Dodgers 5, Marlins 2

Hanley Ramirez booed, gets last laugh as Dodgers top Miami Marlins

 

Hanley Ramirez shook off the boos from his former home crowd, getting three hits as the Dodgers beat the Marlins.




mnavarro@MiamiHerald.com

Hanley Ramirez didn’t get the cheers he thought he would in his first game back at Marlins Park.

But he did win and enjoy his most productive game yet in a Dodgers uniform.

Playing against his former team just a couple of weeks after he was shipped off to Los Angeles with reliever Randy Choate for pitcher Nathan Eovaldi and another minor-league prospect, Ramirez stuck it to the Marlins on Friday night.

He produced three singles, scored a run and had two RBI as the Dodgers rolled to a 5-2 victory behind ace Clayton Kershaw in front of an announced crowd of 28,130 that booed Ramirez — the former face of the franchise — as much as it could.

“I heard it. But it’s OK,” said Ramirez, who went up into the stands after the game to gather his three children. “I still love them. I got a lot of love for [the fans]. There was a lot of support for seven years down here.”

The Marlins (51-62) produced just four hits and saw Carlos Lee’s 14-game hitting streak come to an end, a day after Jose Reyes’ 26-game hit streak ended in New York.

Ramirez broke a 1-1 tie in the sixth with a grounder through the hole into right field off starter Mark Buehrle, then drove in an insurance run in the seventh off reliever Ryan Webb — after the Marlins intentionally walked Matt Kemp to face him with load the bases — when he reached on a dribbler up the third-base line.

“I would have done it too,” Ramirez said of the Marlins’ decision to intentionally walk Kemp to face him. “I’m hitting .240.”

Buehrle (9-11) gave up four earns runs — all in the sixth — and failed to pick up his 10th win on his fifth consecutive try. The last pair came on Juan Rivera’s home run to left field.

Kershaw had a much better night.

After giving up a 430-foot solo home run to Justin Ruggiano to center with one out in the first, he retired 13 in a row before John Buck singled past Ramirez at short to open the sixth inning. The Marlins then loaded the bases with nobody out on Gorkys Hernandez’s infield single to third and a Donovan Solano grounder to Ramirez at shortstop, which he was unable to get to second in time for a forceout.

Assignment 1>
Answer these from the report on Hanley Ramirez's return to Marlins Park:
(a) Which reliever was sent to Los Angeles along with Ramirez?
(b) What was the announced crowd at the game?
(c) What batting average does Ramirez give for himself when discussing the intentional walk to Matt Kemp?
Assignment 2> Write the next part of the report on the Dodgers' win over the Marlins, continuing after its final sentence.
The data entries have no connection to the baseball game report.

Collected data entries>
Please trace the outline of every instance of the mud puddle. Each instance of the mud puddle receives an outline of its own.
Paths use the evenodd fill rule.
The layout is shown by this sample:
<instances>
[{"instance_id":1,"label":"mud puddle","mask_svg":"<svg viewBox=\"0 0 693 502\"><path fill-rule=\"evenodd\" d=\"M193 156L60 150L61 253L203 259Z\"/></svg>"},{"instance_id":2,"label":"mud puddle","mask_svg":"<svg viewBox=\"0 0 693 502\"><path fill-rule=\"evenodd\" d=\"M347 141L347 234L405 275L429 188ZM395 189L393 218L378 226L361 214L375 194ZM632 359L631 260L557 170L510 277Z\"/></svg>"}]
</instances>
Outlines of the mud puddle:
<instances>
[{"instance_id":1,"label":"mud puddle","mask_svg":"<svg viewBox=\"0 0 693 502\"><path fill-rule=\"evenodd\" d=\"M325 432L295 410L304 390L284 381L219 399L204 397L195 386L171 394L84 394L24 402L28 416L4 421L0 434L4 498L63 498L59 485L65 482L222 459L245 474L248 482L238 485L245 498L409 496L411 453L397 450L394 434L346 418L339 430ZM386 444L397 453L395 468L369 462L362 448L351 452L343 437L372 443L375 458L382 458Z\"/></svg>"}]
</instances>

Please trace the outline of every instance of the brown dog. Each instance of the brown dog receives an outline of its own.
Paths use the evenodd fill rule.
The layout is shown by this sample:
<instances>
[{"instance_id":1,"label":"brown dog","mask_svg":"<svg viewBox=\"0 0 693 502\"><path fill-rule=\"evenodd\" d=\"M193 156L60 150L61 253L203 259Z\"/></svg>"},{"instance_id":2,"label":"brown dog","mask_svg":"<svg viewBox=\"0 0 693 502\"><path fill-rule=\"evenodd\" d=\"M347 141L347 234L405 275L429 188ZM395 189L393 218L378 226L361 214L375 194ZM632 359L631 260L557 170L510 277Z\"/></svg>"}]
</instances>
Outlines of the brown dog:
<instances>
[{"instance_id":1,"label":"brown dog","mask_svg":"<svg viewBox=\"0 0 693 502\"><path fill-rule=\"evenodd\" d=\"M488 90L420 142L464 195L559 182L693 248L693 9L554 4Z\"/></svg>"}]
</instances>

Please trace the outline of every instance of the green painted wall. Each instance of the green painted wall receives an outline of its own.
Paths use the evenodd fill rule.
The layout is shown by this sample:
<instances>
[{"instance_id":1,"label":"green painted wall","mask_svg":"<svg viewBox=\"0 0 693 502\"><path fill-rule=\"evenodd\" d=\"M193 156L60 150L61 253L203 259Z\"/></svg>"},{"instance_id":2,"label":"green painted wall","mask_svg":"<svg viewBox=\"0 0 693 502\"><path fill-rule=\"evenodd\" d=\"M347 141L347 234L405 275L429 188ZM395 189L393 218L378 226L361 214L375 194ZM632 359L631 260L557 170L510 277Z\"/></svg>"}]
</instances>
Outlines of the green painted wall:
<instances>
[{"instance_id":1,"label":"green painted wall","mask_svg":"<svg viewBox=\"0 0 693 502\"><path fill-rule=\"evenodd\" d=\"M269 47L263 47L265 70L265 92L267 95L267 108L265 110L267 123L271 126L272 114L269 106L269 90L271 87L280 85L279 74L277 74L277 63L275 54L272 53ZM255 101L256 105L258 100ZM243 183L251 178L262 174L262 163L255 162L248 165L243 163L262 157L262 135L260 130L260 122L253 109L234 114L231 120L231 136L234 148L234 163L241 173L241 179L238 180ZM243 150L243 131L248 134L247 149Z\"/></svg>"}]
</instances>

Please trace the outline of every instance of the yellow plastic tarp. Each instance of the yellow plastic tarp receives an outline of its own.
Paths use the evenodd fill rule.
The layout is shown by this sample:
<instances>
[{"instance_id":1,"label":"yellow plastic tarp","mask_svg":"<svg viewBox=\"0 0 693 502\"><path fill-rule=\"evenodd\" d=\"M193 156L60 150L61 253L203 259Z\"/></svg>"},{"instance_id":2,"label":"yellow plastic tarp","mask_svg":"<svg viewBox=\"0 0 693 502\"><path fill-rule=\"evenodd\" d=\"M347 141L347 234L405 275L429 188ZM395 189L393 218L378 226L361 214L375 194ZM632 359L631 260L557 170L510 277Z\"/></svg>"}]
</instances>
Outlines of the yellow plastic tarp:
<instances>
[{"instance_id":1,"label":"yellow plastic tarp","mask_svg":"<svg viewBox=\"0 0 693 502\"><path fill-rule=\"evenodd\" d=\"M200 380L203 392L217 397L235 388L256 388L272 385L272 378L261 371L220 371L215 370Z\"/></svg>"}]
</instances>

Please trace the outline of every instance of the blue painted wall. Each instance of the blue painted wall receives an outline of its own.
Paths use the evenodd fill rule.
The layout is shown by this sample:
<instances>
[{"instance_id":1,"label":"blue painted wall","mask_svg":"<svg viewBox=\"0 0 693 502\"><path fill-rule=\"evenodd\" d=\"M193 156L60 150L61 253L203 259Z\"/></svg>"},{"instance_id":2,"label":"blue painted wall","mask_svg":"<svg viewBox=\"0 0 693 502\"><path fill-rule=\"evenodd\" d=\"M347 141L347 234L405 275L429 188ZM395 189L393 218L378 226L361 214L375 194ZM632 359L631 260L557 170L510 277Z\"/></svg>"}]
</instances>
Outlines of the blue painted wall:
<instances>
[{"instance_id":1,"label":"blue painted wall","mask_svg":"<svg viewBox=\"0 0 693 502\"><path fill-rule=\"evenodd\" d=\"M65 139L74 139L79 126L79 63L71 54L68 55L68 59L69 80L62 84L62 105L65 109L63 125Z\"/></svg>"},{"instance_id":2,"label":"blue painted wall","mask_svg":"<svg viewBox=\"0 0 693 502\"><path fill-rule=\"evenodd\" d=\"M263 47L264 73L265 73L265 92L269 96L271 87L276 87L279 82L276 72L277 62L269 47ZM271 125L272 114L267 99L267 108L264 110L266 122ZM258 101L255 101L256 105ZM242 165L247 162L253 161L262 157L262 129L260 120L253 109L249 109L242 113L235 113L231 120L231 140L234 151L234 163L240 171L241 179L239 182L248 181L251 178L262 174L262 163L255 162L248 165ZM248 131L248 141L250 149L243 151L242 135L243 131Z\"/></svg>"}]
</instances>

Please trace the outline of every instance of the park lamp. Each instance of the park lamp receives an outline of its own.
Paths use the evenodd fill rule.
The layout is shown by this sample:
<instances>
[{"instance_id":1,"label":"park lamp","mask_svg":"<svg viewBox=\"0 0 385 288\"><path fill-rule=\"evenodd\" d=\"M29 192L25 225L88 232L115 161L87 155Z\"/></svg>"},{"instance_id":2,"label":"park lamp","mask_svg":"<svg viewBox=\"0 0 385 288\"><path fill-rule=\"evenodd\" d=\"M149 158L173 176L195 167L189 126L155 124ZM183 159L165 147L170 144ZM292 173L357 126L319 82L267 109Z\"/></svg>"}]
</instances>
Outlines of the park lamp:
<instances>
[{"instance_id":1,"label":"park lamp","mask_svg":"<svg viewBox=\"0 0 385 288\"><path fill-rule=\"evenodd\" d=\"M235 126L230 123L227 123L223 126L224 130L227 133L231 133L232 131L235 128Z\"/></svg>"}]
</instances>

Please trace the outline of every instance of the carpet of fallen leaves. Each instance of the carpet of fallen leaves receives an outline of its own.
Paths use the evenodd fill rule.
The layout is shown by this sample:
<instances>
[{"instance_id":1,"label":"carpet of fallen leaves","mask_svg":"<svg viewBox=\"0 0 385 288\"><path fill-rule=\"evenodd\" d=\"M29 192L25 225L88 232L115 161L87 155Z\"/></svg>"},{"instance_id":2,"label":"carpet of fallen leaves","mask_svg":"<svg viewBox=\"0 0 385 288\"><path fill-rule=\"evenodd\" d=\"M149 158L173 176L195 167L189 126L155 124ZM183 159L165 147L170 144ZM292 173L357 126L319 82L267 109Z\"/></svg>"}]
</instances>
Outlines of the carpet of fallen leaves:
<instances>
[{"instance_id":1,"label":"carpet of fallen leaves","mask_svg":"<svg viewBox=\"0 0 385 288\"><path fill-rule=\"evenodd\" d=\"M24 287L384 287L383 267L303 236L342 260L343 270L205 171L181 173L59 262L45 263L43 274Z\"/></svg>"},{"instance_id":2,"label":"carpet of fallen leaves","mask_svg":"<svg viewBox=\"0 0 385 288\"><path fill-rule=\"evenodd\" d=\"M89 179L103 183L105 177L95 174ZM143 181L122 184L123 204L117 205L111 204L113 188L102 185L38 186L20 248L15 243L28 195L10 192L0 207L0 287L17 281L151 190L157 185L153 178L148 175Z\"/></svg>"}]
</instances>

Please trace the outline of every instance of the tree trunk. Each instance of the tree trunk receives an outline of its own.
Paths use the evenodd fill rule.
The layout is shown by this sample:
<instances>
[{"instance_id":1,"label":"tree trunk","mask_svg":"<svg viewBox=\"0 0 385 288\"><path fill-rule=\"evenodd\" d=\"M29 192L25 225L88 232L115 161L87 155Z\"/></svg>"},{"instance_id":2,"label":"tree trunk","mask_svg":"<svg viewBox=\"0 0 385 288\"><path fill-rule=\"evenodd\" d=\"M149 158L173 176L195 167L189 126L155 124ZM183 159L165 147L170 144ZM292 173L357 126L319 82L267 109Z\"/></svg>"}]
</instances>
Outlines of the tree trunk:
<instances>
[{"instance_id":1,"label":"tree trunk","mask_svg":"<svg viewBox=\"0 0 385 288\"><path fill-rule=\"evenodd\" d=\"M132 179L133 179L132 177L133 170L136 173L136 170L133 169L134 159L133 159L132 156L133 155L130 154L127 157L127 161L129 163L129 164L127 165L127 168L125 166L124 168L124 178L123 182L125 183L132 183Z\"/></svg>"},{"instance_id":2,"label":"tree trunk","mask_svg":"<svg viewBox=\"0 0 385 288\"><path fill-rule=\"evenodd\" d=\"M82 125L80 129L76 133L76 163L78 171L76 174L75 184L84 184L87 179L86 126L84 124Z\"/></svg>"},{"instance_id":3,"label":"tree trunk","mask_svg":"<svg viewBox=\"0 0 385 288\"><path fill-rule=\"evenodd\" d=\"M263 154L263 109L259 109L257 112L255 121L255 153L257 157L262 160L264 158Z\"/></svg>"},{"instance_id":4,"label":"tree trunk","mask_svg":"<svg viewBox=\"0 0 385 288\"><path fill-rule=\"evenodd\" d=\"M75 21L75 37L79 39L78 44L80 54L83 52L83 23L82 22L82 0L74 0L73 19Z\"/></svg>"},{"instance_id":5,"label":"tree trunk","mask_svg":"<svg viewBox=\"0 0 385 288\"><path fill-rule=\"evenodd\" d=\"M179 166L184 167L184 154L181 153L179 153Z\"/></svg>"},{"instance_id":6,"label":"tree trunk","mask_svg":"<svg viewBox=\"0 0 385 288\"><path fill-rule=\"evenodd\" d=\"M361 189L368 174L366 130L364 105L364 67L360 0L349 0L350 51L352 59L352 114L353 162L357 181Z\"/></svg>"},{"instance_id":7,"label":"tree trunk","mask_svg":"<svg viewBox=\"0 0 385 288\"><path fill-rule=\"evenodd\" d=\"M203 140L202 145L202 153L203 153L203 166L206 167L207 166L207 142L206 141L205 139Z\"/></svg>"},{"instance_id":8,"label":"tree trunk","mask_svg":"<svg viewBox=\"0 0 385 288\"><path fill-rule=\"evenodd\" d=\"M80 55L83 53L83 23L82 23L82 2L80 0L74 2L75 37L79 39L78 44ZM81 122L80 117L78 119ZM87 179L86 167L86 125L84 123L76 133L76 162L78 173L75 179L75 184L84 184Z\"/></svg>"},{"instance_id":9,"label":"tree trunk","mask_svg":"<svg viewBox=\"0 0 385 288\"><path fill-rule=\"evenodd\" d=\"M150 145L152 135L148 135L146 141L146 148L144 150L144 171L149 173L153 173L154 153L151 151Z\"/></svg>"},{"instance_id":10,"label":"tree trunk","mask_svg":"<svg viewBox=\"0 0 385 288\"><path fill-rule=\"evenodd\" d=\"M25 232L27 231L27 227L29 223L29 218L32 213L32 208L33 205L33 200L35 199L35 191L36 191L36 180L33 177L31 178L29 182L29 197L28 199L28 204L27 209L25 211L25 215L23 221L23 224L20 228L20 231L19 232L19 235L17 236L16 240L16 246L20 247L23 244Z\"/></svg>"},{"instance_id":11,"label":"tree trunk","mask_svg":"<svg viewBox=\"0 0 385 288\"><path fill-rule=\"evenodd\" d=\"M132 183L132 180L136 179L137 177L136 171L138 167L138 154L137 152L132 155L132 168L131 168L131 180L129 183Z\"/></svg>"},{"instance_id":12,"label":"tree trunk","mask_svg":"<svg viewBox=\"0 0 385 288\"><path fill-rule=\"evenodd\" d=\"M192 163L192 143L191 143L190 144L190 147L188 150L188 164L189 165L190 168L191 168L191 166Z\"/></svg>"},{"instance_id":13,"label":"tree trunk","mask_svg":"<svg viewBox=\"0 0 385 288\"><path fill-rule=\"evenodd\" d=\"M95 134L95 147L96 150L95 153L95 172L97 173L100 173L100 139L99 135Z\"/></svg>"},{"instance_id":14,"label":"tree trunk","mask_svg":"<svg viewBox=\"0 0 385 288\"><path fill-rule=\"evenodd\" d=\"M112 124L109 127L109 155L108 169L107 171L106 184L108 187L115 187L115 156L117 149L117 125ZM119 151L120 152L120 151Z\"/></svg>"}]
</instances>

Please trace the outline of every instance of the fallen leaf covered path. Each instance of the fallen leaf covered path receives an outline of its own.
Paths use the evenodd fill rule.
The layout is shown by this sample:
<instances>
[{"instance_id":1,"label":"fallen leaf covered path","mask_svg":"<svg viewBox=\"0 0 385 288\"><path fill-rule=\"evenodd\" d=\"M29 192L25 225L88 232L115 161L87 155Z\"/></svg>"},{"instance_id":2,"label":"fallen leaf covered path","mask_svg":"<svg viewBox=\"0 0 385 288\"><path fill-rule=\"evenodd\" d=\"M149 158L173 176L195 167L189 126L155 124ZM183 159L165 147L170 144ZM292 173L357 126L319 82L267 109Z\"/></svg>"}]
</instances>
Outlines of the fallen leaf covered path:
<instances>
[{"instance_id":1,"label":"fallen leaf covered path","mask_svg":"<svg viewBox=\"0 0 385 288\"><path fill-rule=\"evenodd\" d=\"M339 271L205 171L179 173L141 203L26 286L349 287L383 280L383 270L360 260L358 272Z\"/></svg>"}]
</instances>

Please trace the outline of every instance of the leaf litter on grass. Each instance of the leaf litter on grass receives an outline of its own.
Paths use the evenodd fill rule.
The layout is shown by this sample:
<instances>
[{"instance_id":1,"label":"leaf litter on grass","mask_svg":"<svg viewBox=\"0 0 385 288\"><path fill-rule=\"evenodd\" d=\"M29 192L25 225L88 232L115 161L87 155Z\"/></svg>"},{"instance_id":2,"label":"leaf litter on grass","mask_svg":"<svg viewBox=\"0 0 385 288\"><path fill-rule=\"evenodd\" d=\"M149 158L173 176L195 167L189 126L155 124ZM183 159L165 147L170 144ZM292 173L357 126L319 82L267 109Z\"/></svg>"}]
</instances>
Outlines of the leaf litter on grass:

Exercise output 1>
(a) Randy Choate
(b) 28,130
(c) .240

Exercise output 2>
But as usual, the Marlins couldn’t deliver the big hit. Ruggiano bounced to short, forcing a runner out at home, Lee sent a sacrifice fly to center and Giancarlo Stanton flew out to the warning track in left for the final out. Kershaw went 6 1/3 innings and struck out seven.

The Marlins loaded the bases again — and got to see Choate (who walked Bryan Petersen) — in the seventh. But with two outs, Ronald Bellisario got Solano to bounce out to third to end the threat.

“That was the game right there — we had three good chances,” manager Ozzie Guillen said.

Ramirez, who hadn’t had a three-hit game since May 30, finished 3 for 5 at the plate and raised his batting average to .259 with the Dodgers (61-52). Chad Gaudin struck him out looking in his final at-bat.

Even before he stepped into the batter’s box for his first at-bat, Ramirez was already being pelted with boos. Although some fans provided a few mixed cheers, Ramirez appeared a bit agitated. He flailed and missed at the first pitch thrown his way — a high fastball from Buehrle.

“I was kind of surprised they booed him as much as they did,” Buehrle said. “I kind of stepped back to give him his moment I guess, tip his hat, but I guess he got booed too much, and he couldn’t do it.”

• Barring a surprise, Logan Morrison expects he’ll undergo season-ending surgery next month to fix the same patella tendon tear he was operated on in December. The swelling in his knee has to subside before he can undergo the procedure. Rehab is expected to be four to six months.

“I just know how my knee feels, and I know it doesn’t feel good,” Morrison said. “... When two of the best knee doctors in the world say I need surgery, it’s probably a good indication.”